[WORK TO COMPLETE]
[1] In the account of a stressful week after a presidential election, what did the writer get done on the day after the dentist appointment?
[2] Continue the account of a stressful week after a presidential election from where it stops.

[PASSAGE SHOWN]
=-=-=
It seemed like a good idea at the time. I scheduled my dentist appointment the day after a presidential election. So much stress and emotional pain, why not get it all out of the way. The following day, I got an MRI on my left shoulder and arm. That meant 45 minutes of claustrophobia and the sound of a jackhammer on my brain.
By Thursday evening I was a wreck. The election had not yet been called, coronavirus numbers were soaring and a November hurricane was headed our way.
It was almost sunset. I stepped outside for some air. We live near the southern tip of St. Pete, walking distance from where the Gulf of Mexico flows into Tampa Bay.
I looked to the west and saw a beautiful vista, wispy pink clouds spreading across a darkening blue sky. Sunlight faded on the horizon. I called my wife outside for a look. I grabbed my iPhone. The breeze had put the clouds in motion. I took a couple of photos.
=-=-=
[SOURCE INFORMATION]
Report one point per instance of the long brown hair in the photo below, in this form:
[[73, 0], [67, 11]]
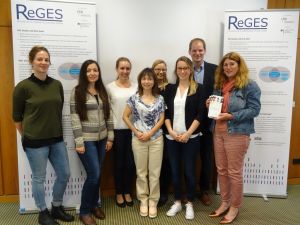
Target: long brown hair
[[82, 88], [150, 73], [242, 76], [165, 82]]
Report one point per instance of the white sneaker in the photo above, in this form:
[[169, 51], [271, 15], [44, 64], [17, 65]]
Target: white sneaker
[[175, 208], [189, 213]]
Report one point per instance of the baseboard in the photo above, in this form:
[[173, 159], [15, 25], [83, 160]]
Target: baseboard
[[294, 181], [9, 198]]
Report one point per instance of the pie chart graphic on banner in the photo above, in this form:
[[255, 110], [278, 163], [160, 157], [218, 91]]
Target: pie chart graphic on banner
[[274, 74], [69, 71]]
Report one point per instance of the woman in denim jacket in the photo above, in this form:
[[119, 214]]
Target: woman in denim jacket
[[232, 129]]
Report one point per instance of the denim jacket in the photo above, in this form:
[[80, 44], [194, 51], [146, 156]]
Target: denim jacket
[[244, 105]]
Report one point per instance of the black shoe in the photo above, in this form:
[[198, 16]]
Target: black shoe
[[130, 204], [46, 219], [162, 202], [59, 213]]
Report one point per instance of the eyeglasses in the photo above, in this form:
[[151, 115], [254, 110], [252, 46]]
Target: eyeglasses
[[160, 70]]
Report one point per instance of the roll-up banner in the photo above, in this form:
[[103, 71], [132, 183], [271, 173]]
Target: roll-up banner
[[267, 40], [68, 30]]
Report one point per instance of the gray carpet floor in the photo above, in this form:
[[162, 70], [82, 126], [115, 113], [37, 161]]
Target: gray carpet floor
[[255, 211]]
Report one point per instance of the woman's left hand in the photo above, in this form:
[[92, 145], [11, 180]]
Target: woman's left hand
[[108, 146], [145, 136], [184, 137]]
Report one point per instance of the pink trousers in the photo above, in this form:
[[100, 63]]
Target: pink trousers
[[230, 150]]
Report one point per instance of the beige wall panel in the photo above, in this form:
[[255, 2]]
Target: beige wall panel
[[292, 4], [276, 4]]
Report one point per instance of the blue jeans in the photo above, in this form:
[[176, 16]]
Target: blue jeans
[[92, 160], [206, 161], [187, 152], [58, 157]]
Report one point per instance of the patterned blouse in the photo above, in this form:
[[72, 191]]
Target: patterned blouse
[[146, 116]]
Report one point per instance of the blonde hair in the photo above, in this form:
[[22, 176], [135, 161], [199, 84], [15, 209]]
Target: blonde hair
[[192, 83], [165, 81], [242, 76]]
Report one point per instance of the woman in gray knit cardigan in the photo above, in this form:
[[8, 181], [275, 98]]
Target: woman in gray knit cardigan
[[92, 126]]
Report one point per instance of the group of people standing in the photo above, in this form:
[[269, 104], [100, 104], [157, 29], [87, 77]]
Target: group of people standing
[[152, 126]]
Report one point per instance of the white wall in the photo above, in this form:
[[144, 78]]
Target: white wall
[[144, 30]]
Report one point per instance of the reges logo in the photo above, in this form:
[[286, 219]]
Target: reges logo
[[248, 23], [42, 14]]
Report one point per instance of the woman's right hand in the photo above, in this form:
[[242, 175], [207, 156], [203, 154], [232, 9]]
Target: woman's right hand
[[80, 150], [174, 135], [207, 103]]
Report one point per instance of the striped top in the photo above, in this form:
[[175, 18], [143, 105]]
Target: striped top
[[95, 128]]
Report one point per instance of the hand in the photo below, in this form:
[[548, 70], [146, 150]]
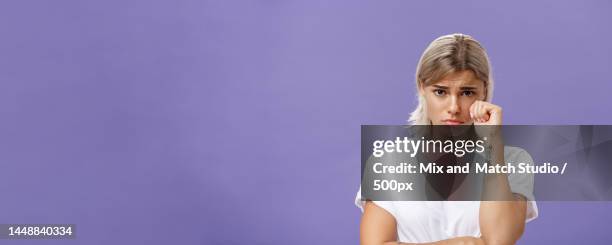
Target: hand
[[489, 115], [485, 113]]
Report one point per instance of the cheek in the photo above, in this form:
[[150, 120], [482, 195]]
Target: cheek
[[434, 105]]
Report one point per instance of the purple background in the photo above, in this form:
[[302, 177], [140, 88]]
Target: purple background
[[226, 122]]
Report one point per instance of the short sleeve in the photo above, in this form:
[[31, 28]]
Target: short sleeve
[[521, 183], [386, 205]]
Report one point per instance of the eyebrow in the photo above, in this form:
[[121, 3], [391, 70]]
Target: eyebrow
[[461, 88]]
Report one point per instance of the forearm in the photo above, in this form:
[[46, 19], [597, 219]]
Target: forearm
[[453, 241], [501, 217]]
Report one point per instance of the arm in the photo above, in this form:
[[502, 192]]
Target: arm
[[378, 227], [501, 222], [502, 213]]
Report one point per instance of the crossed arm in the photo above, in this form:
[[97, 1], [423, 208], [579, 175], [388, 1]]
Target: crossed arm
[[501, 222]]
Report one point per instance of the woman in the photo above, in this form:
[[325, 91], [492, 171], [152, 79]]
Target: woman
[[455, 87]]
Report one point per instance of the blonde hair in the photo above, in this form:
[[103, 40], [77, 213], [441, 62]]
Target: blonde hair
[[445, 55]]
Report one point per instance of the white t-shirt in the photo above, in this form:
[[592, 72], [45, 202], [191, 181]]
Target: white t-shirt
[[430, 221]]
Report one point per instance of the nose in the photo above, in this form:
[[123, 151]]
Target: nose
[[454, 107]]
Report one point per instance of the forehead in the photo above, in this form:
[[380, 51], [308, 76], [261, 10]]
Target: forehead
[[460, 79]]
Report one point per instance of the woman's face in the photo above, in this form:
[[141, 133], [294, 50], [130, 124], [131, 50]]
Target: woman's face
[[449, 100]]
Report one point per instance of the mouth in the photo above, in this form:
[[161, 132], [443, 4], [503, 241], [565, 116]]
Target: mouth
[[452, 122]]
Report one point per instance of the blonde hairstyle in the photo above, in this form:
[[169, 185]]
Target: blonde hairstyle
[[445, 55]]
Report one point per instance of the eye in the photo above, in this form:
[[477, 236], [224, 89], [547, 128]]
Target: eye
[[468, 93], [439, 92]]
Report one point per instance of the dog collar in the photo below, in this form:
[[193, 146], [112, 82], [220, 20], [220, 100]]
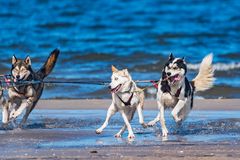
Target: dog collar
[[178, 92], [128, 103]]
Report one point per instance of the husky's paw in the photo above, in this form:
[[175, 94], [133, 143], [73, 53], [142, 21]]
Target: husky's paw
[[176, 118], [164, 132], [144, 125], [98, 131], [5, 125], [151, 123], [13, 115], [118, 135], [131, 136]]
=-=-=
[RESULTS OF THE TASKS]
[1] An MRI on the left shoulder and arm.

[2]
I looked up again and the pink tableaux was gone with the wind, replaced by a single grumpy gray cloud. Back inside I looked at the photo. “Oh my goodness,” I said to Karen. “It’s an angel.”
We all do it
There is a name for it: pareidolia, pronounced para-DO-lee-uh. It refers to the human capacity to see meaningful shapes out of the accidental stimuli of everyday life. The night sky is decorated by single stars imagined as constellations, revealing the shapes of scorpion, big dippers and a hunter named Orion.
It goes back to the dawn of human experience. How about that face in the moon?
Even Shakespeare got into the act. In a scene between Hamlet and Polonius, the Danish prince feigns his emotional instability by looking up at a cloud and arguing that it has taken the shape of a camel, a weasel and then a whale.
I do it every day. I sit at a stoplight, and there is a cute automobile staring at me, a VW, I think. It’s a face! The headlights are eyes. The grille a nose. The bumper a mouth. To emphasize the effect, my daughter Lauren has glued rubber eyelashes on the headlights of her Corolla.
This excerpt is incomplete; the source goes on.